Task description:
Return all of the entries word for word, but omit the pictures they contain.

— begin Records —

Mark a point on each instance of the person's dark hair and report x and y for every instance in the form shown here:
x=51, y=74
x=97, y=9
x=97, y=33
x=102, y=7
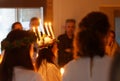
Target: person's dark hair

— end Records —

Answer to this task:
Mark a point on each instance of the person's dark hair and report x and y for every instance in the form shown here:
x=51, y=74
x=97, y=9
x=97, y=33
x=102, y=7
Target: person's dark hair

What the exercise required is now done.